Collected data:
· · · ·

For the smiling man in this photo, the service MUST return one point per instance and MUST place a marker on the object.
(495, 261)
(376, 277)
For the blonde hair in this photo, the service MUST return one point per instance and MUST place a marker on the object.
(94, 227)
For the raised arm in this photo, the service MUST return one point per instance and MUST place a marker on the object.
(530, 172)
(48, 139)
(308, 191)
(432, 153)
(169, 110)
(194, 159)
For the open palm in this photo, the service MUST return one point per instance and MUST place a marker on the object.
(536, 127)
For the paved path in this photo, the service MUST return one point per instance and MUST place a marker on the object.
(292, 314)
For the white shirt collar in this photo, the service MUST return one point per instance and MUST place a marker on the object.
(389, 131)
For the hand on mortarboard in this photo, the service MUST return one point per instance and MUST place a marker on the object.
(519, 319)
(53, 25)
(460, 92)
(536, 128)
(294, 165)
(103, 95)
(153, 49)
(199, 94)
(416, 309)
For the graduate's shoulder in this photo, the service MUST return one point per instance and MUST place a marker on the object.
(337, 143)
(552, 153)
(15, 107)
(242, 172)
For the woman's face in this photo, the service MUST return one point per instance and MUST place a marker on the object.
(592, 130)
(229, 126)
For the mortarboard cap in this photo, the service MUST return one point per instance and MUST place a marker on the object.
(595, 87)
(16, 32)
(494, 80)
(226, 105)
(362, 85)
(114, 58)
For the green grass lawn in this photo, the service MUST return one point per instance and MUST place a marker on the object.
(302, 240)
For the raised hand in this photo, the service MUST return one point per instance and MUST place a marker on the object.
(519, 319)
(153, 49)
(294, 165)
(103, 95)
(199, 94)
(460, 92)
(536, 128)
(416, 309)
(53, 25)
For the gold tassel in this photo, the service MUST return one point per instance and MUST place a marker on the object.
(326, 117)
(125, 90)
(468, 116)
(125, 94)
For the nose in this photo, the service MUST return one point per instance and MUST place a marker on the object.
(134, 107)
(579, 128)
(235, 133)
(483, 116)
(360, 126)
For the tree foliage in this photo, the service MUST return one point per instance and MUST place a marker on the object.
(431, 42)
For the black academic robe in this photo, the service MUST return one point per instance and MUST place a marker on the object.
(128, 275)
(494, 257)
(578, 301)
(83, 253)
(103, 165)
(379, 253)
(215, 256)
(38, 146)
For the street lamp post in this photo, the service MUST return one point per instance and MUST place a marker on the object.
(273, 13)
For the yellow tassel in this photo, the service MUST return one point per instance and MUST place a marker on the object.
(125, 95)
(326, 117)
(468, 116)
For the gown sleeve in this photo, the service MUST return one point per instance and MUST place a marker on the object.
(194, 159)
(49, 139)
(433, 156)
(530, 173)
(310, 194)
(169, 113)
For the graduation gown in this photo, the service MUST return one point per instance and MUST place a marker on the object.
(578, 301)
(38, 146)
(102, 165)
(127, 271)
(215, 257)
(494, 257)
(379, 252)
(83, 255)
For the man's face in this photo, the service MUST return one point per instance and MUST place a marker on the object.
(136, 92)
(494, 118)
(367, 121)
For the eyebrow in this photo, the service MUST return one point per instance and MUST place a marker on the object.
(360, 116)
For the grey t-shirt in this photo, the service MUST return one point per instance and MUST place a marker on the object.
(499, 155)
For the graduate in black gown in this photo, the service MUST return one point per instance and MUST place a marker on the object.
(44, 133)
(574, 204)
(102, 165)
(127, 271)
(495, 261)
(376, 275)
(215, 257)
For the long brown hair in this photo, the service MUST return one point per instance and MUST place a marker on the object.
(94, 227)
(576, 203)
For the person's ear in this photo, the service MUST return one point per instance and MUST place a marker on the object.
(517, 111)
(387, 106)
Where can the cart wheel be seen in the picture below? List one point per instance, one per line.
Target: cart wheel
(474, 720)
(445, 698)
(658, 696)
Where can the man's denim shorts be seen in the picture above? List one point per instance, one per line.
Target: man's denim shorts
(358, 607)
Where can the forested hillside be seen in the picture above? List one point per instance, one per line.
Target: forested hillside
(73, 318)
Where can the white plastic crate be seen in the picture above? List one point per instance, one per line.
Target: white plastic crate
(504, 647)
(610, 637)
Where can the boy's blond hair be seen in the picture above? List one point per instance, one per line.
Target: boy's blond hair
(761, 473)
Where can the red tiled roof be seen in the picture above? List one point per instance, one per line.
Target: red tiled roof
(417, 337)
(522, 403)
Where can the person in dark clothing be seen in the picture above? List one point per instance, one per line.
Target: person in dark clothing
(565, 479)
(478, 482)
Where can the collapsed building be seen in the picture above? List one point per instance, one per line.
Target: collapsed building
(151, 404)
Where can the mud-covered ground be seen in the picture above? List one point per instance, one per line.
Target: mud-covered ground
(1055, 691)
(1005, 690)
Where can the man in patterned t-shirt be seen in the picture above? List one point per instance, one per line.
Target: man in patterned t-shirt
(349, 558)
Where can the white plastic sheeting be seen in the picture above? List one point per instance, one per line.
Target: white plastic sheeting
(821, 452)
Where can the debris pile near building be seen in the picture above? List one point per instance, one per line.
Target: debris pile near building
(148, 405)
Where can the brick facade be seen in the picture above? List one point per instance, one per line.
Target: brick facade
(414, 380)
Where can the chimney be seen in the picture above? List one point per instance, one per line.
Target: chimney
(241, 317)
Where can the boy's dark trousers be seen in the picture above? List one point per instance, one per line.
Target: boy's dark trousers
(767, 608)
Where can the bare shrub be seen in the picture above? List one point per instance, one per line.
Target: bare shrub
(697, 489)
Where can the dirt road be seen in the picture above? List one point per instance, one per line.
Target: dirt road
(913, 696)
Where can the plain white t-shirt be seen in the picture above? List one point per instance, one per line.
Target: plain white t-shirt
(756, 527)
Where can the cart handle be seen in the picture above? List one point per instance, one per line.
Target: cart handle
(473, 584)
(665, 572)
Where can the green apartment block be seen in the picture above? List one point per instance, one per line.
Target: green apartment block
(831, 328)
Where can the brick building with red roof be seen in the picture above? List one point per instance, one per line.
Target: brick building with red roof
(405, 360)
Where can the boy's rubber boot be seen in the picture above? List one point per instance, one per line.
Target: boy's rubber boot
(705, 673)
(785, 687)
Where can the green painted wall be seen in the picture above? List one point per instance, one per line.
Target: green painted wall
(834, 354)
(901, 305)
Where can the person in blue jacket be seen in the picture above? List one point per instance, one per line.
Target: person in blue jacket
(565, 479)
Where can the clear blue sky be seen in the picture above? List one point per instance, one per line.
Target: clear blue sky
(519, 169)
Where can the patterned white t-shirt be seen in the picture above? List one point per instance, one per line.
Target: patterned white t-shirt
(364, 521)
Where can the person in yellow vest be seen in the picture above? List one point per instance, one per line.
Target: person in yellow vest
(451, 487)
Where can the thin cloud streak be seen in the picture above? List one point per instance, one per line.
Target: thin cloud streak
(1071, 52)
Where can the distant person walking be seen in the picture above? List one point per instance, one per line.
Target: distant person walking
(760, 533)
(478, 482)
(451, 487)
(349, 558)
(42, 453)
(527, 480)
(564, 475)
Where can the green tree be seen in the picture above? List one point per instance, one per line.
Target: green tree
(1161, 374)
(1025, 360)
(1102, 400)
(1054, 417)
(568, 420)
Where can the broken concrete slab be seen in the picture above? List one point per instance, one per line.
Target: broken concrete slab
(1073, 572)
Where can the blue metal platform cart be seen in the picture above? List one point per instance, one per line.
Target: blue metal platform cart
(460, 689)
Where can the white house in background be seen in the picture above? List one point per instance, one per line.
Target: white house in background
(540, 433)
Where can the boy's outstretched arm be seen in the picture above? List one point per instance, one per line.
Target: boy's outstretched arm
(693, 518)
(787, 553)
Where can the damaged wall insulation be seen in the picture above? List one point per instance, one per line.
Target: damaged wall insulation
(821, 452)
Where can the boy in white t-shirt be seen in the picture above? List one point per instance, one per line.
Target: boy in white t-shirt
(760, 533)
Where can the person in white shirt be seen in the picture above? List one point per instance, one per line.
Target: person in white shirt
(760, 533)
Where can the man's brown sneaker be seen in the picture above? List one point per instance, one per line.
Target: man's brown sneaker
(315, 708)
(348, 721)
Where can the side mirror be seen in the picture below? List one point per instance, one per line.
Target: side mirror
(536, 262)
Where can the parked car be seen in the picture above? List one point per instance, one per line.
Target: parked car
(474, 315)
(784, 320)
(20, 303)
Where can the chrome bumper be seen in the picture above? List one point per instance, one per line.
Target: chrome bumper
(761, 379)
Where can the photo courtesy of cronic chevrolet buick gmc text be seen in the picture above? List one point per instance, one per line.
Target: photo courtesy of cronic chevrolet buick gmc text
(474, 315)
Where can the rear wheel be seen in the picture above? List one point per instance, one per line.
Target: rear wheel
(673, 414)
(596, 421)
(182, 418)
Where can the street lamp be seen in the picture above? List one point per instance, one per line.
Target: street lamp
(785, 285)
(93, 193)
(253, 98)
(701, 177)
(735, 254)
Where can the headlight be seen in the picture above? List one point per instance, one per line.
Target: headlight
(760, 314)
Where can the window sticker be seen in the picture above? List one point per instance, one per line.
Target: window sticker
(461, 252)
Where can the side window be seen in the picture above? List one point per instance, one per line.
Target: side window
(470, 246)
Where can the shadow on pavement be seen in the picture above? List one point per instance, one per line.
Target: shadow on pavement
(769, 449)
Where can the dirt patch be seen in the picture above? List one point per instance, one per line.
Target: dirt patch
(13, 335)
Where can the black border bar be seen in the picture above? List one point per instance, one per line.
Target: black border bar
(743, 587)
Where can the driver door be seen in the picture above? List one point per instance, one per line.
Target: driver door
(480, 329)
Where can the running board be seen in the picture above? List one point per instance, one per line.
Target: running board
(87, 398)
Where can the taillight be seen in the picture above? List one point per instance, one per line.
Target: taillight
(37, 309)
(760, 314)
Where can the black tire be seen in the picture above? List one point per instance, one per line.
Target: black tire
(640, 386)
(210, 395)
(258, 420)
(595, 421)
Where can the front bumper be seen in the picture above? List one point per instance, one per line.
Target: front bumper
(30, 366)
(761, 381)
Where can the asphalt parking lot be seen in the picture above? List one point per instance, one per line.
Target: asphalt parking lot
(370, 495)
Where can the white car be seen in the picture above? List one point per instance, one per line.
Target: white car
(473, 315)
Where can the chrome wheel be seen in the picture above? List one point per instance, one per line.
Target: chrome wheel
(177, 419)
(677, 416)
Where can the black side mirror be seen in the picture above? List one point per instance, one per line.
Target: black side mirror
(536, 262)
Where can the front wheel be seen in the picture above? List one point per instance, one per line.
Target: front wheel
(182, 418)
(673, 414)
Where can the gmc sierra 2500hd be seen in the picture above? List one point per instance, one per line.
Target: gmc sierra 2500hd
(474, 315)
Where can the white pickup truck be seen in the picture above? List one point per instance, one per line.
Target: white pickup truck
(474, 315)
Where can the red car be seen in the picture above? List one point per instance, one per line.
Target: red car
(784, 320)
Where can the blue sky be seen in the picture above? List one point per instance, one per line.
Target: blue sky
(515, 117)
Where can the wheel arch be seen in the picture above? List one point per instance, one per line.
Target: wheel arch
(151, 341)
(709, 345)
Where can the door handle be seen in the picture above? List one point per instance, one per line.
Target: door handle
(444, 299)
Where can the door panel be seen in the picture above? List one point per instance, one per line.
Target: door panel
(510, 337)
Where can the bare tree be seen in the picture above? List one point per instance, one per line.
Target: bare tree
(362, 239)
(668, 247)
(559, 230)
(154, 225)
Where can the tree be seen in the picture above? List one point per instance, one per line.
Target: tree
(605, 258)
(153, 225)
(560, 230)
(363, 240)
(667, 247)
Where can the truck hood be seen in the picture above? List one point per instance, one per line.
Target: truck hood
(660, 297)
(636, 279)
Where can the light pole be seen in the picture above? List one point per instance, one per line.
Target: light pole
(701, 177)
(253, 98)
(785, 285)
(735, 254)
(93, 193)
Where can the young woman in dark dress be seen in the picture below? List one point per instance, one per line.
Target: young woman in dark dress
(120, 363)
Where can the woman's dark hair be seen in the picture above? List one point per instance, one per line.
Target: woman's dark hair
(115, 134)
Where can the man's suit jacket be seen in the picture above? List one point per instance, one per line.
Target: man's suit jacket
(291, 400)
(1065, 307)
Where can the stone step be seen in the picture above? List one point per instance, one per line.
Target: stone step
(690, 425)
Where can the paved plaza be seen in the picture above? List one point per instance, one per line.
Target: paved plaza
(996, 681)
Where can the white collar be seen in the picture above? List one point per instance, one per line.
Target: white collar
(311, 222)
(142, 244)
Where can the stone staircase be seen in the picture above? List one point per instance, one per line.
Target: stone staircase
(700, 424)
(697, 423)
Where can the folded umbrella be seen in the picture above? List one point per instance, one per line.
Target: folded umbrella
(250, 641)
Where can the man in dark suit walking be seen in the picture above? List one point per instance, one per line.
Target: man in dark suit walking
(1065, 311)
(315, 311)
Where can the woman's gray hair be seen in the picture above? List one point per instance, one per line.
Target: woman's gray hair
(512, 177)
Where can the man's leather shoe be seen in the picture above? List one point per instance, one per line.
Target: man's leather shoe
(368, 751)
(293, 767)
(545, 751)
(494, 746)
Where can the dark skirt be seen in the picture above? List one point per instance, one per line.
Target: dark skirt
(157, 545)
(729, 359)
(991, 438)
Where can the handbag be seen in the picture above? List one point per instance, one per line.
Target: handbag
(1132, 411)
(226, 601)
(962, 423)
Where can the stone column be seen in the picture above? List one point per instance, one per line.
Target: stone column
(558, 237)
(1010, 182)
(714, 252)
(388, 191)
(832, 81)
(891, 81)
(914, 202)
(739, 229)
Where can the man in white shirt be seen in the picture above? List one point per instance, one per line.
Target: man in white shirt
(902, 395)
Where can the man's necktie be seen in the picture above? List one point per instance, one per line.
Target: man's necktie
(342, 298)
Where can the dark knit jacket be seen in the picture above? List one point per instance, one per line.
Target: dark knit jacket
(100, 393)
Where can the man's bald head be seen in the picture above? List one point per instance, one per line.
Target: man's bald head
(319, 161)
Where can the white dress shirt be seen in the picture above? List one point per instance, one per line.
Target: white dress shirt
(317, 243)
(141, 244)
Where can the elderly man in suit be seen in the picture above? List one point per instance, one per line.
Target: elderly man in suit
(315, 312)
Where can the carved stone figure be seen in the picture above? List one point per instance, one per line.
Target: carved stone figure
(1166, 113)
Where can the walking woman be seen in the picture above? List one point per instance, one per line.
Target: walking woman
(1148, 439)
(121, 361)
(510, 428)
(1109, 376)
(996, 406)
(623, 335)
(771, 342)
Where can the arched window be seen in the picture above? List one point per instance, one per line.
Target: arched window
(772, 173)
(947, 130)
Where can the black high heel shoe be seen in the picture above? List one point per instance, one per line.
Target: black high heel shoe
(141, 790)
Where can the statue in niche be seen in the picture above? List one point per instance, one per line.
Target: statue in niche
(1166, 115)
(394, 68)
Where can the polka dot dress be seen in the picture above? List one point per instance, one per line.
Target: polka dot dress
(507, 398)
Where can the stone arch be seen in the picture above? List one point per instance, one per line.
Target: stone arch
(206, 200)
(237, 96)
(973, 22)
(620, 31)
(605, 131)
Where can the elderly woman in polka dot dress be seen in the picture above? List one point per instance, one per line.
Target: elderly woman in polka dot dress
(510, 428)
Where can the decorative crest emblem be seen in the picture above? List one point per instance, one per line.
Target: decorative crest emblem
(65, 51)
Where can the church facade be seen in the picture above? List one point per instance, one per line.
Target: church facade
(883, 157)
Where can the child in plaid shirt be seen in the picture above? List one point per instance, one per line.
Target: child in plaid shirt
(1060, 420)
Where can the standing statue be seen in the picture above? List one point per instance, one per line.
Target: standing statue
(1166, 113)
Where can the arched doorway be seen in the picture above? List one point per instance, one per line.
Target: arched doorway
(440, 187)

· · · ·

Goal of the exercise:
Express the lines of the records starting at the line containing "Where can the church" and ending at the line containing "(1060, 420)" as a JSON list of strings, one string per line, leaving out any blank lines.

Full output:
[
  "Where can the church facade be seen in the picture above? List one point per instance, one per line.",
  "Target: church facade",
  "(883, 157)",
  "Where can the child in plaid shirt be seen in the picture above? List one point per instance, one per line.",
  "Target: child in plaid shirt",
  "(1060, 420)"
]